# Task objective
Count how many lines in the data below contain the string "Output", with case significant, and give only that number.

# Data listing
--------------------------------
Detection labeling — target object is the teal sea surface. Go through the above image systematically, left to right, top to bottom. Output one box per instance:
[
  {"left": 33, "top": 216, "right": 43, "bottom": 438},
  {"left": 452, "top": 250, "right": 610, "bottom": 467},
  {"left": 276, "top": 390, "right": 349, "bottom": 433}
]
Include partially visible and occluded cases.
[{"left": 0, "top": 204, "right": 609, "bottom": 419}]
--------------------------------
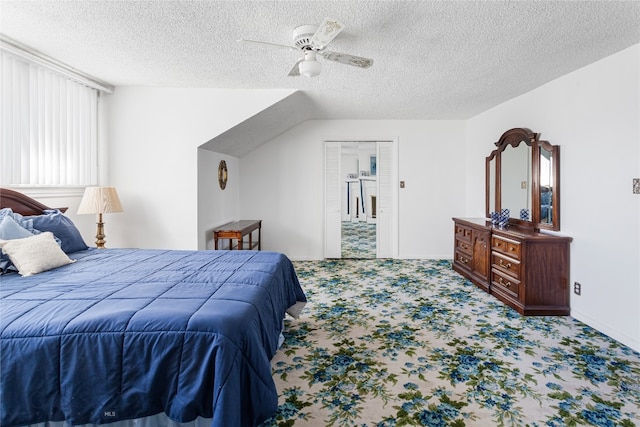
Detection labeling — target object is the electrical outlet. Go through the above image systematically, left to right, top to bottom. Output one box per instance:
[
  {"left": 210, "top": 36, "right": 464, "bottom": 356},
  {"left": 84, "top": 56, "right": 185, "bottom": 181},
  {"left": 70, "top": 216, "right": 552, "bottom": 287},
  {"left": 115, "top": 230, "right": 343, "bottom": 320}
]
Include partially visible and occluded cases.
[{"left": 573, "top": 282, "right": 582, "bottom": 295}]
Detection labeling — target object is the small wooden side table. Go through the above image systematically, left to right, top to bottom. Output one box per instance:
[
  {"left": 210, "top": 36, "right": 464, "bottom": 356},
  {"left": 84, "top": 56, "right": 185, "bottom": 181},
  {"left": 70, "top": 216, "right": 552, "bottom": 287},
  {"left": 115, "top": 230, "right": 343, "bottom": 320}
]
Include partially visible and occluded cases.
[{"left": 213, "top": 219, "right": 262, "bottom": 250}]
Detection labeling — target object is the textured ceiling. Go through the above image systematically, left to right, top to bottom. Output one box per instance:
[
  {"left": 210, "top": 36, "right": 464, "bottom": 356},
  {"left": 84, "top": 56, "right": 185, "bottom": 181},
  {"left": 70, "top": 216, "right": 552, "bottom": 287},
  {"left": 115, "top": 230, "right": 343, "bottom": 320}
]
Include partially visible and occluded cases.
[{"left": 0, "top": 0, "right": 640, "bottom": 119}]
--------------------------------
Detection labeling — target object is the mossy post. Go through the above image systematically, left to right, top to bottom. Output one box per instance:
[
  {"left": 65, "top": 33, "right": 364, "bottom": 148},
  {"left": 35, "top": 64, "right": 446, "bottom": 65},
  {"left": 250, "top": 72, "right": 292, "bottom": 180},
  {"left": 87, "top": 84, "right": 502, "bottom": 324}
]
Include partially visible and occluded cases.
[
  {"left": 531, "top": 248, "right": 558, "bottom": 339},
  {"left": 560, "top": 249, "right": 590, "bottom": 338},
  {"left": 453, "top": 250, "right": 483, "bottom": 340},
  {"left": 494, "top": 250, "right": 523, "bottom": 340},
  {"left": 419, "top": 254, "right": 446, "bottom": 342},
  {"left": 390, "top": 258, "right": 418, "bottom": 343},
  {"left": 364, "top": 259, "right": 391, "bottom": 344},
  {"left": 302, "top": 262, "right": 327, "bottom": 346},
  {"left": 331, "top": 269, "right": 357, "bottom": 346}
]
--------------------------------
# Solution for this task
5